Tulis ulang data mulai dari awal sampai dengan baris yang memuat "[306,261,340,331]", termasuk permintaannya. Geser setiap angka koordinat kotak pada bagian jawaban sebesar -115.

[Butir dari kumpulan pelabelan]
::::::::::

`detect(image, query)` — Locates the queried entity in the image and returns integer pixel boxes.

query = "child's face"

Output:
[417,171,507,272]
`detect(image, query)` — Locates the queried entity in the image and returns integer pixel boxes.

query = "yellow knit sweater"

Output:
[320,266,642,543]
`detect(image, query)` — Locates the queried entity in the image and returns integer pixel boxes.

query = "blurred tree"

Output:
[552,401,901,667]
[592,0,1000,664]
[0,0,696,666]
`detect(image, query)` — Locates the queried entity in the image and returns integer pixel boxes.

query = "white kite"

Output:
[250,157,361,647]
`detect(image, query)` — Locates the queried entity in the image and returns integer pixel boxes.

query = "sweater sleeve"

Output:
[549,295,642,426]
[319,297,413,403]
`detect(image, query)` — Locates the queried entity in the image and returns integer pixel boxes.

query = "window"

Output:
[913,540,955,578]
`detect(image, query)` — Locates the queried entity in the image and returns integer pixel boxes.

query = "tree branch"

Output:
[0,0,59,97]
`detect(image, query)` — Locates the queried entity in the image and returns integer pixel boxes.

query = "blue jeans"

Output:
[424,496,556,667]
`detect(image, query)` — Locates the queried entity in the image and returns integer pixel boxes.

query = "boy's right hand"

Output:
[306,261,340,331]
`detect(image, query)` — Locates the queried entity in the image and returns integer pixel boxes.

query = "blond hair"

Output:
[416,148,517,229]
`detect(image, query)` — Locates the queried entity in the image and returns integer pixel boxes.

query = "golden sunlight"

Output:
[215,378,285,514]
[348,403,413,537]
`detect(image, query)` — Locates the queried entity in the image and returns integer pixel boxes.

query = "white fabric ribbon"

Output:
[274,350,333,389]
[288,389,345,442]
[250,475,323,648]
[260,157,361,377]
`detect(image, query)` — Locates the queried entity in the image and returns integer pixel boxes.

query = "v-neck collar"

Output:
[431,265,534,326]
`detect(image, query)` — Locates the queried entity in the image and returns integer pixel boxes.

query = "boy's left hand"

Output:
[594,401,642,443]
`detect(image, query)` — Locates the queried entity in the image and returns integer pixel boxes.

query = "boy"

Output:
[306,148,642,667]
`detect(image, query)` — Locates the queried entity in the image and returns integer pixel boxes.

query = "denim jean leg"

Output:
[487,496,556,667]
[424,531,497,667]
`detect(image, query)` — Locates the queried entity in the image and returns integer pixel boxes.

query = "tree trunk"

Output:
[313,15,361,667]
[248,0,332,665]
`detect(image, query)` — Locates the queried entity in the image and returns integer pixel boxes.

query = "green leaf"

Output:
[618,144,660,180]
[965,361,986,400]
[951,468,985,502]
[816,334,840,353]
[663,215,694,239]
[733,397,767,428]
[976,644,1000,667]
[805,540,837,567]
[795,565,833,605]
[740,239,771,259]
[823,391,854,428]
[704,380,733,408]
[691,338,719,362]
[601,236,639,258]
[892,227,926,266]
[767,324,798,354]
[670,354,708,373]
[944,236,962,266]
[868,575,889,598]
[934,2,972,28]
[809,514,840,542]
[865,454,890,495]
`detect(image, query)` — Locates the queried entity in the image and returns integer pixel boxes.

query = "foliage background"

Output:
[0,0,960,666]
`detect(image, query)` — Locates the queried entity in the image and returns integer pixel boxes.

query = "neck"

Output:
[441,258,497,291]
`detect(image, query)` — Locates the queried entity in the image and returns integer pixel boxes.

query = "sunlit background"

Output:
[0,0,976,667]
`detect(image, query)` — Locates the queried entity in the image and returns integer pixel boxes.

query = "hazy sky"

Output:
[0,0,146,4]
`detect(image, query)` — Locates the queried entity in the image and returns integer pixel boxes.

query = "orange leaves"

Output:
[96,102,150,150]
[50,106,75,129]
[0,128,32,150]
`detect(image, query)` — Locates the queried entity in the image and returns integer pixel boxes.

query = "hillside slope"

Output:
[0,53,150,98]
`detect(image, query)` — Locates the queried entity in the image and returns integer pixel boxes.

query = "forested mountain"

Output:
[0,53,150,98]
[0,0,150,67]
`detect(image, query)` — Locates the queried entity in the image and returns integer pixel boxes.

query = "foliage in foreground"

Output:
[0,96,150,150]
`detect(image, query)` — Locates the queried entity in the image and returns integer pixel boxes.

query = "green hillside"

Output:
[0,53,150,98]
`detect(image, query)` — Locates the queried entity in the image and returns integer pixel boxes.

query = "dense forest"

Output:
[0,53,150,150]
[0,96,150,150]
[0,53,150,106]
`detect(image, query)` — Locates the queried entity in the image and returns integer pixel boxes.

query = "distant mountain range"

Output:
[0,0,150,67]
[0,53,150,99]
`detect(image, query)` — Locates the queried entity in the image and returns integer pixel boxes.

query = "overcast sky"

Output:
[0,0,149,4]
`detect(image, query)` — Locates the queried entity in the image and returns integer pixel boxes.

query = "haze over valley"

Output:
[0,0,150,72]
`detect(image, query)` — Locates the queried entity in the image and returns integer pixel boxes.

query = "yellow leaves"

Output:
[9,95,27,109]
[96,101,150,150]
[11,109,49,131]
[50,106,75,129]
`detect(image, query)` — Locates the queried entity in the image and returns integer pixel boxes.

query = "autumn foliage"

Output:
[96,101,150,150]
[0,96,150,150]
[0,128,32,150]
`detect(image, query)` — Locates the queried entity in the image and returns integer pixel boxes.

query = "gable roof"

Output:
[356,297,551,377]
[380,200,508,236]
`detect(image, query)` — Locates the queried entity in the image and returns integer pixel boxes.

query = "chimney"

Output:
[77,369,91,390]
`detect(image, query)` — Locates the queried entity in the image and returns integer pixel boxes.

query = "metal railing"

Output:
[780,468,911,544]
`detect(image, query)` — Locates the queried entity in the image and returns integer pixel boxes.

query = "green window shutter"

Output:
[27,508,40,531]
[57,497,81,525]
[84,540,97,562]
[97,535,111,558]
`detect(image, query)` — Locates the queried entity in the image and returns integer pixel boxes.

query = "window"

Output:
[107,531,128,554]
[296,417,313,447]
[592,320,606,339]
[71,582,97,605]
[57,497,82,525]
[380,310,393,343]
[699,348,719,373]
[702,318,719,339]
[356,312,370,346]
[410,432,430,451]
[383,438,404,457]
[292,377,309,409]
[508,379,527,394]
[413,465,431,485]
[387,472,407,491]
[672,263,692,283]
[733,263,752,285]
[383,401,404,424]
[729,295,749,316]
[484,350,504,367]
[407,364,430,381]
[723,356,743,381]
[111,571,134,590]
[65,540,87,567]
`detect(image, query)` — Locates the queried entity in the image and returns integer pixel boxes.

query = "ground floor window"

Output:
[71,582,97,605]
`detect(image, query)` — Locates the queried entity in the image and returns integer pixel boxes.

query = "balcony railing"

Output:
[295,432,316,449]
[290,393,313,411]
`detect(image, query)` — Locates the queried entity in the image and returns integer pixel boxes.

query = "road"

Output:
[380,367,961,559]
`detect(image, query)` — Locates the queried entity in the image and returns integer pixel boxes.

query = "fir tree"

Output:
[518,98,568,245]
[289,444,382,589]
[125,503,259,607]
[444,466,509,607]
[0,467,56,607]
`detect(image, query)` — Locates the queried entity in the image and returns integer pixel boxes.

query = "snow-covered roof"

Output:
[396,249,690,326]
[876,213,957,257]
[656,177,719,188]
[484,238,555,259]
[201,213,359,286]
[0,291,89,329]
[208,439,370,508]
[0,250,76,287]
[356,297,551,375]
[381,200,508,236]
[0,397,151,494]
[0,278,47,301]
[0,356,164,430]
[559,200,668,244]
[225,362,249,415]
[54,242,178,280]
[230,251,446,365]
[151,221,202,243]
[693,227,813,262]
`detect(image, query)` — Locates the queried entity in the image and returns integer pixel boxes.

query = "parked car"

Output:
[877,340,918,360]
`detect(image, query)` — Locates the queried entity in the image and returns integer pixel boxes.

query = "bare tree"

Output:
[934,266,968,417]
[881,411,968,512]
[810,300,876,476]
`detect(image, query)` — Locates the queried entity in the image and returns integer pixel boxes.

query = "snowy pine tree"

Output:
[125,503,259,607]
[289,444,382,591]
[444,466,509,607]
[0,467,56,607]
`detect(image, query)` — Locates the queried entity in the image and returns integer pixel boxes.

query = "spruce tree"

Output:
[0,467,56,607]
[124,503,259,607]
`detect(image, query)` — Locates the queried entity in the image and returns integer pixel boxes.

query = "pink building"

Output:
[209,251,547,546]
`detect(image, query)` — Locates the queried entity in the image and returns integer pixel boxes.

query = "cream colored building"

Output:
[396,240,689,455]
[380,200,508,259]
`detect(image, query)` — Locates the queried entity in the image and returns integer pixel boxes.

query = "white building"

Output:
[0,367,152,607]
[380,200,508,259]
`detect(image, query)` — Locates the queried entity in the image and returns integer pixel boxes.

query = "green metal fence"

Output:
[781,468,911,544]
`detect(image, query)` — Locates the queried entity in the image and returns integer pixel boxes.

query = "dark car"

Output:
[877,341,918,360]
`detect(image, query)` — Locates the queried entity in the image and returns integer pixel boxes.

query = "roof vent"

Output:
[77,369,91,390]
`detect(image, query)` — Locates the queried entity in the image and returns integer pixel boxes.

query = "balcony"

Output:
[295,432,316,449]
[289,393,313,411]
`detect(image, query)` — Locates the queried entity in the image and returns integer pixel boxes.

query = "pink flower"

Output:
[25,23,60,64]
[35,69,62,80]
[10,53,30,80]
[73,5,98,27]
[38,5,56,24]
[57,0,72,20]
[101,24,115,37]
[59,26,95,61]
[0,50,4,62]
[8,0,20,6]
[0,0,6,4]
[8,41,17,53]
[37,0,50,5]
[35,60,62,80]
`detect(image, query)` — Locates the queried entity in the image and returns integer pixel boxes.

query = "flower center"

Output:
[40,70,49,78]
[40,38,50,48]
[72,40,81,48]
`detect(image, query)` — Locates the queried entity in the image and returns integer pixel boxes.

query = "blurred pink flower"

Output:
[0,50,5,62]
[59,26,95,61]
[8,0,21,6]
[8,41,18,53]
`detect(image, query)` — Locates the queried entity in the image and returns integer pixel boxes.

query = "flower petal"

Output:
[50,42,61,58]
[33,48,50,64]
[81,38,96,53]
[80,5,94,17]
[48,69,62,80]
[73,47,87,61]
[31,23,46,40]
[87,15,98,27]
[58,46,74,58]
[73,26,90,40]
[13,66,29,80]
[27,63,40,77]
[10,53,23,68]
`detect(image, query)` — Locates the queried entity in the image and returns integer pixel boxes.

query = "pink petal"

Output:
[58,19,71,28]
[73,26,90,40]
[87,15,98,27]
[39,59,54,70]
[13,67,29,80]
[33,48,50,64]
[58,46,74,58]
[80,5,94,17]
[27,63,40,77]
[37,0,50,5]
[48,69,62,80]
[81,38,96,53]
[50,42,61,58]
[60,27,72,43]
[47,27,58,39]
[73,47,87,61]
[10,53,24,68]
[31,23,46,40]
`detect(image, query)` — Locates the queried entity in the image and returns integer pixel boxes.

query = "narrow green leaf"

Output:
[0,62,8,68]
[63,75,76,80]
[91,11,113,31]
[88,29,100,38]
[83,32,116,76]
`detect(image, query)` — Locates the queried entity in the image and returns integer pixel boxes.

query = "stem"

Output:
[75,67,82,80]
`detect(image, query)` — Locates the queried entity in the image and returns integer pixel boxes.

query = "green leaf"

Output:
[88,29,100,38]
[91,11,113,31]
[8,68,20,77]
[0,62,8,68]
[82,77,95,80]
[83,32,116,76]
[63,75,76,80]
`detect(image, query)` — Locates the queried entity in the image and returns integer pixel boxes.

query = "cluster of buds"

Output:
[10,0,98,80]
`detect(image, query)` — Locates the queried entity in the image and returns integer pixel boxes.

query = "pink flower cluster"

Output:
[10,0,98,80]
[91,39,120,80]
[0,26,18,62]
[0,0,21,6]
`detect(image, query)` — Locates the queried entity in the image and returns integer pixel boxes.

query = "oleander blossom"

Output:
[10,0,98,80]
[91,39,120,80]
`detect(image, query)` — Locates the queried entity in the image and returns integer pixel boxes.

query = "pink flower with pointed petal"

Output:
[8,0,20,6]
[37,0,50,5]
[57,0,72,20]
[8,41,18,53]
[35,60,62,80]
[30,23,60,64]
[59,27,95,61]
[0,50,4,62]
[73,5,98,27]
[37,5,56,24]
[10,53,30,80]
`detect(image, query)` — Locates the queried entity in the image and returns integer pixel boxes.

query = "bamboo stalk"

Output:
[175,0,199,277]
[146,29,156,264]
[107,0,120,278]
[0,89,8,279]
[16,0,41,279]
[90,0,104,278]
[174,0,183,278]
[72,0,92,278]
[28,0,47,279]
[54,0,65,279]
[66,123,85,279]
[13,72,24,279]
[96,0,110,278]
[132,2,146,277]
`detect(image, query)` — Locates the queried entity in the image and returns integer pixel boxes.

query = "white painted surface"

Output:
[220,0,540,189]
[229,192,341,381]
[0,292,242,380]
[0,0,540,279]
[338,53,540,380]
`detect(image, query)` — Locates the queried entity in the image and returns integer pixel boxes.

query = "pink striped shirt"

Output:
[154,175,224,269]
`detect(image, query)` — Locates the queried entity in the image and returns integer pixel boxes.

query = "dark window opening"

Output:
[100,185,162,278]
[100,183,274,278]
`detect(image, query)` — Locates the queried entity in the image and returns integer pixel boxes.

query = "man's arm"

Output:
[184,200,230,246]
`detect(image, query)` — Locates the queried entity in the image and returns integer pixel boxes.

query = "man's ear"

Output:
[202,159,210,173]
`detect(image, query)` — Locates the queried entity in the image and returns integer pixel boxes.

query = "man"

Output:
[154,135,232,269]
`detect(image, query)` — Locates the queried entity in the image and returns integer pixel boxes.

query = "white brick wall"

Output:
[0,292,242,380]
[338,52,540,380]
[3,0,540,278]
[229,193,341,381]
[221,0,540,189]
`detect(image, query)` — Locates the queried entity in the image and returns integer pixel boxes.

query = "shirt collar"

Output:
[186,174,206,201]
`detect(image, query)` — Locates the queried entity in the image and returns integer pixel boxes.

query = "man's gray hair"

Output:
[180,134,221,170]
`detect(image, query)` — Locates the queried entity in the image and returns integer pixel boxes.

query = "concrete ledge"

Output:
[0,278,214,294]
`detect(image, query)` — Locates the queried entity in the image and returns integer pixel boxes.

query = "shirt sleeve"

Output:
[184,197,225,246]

::::::::::

* **PENYELESAIAN LENGKAP**:
`detect(image, query)` — Locates the queried entity in the image and returns integer pixel boxes.

query = "child's face"

Output:
[302,56,392,157]
`detect(image, query)` — Locates the queried entity in the image and returns integer pixel boxes.

query = "yellow knit sweater"

Output:
[205,151,527,428]
`detect(image, query)` — Locates the queried entity in the image and returns integer pixel boxes.

query = "blurred tree"

Output:
[437,286,786,552]
[477,-115,885,549]
[-115,-115,581,551]
`detect(image, query)` — Locates the queried entity in the image and returns integer pixel boxes.

query = "white kite"

Output:
[135,42,246,532]
`detect(image, query)` — Locates the queried entity in the image and returns integer pixel boxes.

query = "sweater sleeve"

Output:
[434,180,527,311]
[204,182,298,288]
`detect(image, query)` — Locates the queried entity in the image and returns integer pixel boxes.

query = "window"

Output:
[798,425,840,463]
`detect(image, query)` — Locates the queried entity in the image and returns integer pixel boxes.

query = "tree branch"

Output:
[-115,-115,-56,-18]
`detect(image, query)` — Locates the queried entity in the image and returns integer pixel boxes.

query = "blue jeans"

Output:
[309,381,441,552]
`detect(image, query)` — Locates the queried entity in the image and returns integer pixel boxes.

query = "boy's right hand"

Output:
[191,146,225,216]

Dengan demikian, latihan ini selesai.